==== Provided passage ====

This post highlights the Third Edition of the Washington Arbitration Week 2022 panel on “Class or Collective Action in Investment Arbitration,” held at the offices of Crowell & Moring LLP on December 2, 2022. The panel was moderated by WAW Co-Founder Mr. Ian Laird (Crowell & Moring/Georgetown Law). He was joined by Mr. Matthew Drossos (White & Case), Dr. Kabir Duggal (Arnold & Porter/Columbia Law), Mr. Robert Houston (The Global Pro Bono Bar Association), and Ms. Lisa Snow (Kroll). The panel discussed the following main topics: (i) Historical context and the early Claims Commissions; (ii) Consolidation of Investment Arbitration cases under NAFTA and issues of consent; (iii) Class Action Claims in Investment Arbitration and the Abaclat case; and (iv) Mass Claims as a Collaborative Response to Injustice.

Mr. Laird kicked off the discussion by highlighting the importance of identifying the categories of claims that shareholders, bondholders, or individuals affected by a common cause of action could use in an arbitration as part of the dispute resolution process. Such a methodology, in his opinion, achieves two objectives: (i) efficiency in minimizing time and costs assumed by the parties and (ii) avoiding contradictory or inconsistent decisions from parallel and multiple arbitration proceedings (read more about class and mass arbitration here).

I. Historical context and the early Claims Commissions

Claims Commissions represent a very unique and relevant form of international adjudication established to consider claims resulting from significant international war-related and traumatic historical events. Claims Commissions primarily aim to determine compensation to individuals and states for certain losses, damages or injuries. (See, generally, Howard Holtzmann and Edda Kristjánsdóttir (eds), International Mass Claims Processes: Legal and Practical Perspectives, Oxford University Press, 2007).

==== Data excerpt ====

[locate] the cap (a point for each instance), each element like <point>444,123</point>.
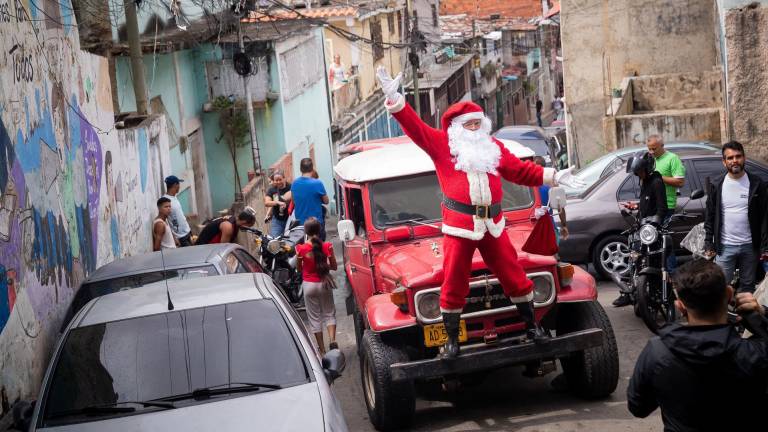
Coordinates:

====

* **Task requirements**
- 1) According to the panel summary, who moderated the panel?
- 2) Decide whether each statement agrees with the panel summary. Answer yes or no for each, and quote the words from the summary that settle it.
(a) The panel was held on December 2, 2022.
(b) Ms. Lisa Snow spoke for White & Case.
(c) Claims Commissions were set up mainly to punish states for war crimes.
- 3) Please rewrite the paragraph of the panel summary that begins "Mr. Laird kicked off the discussion" more briefly, keeping its main facts.

* **Answers to each task**
- 1) WAW Co-Founder Mr. Ian Laird (Crowell & Moring/Georgetown Law) moderated the panel.

- 2)
(a) Yes: "held at the offices of Crowell & Moring LLP on December 2, 2022"
(b) No: "Mr. Matthew Drossos (White & Case)" and "Ms. Lisa Snow (Kroll)"
(c) No: "Claims Commissions primarily aim to determine compensation to individuals and states for certain losses, damages or injuries"

- 3) Mr. Laird opened by stressing the need to identify the categories of claims that shareholders, bondholders, or individuals affected by a common cause of action could bring in arbitration. In his view, this approach serves two aims: (i) cutting the parties' time and costs, and (ii) avoiding contradictory or inconsistent decisions from parallel and multiple proceedings.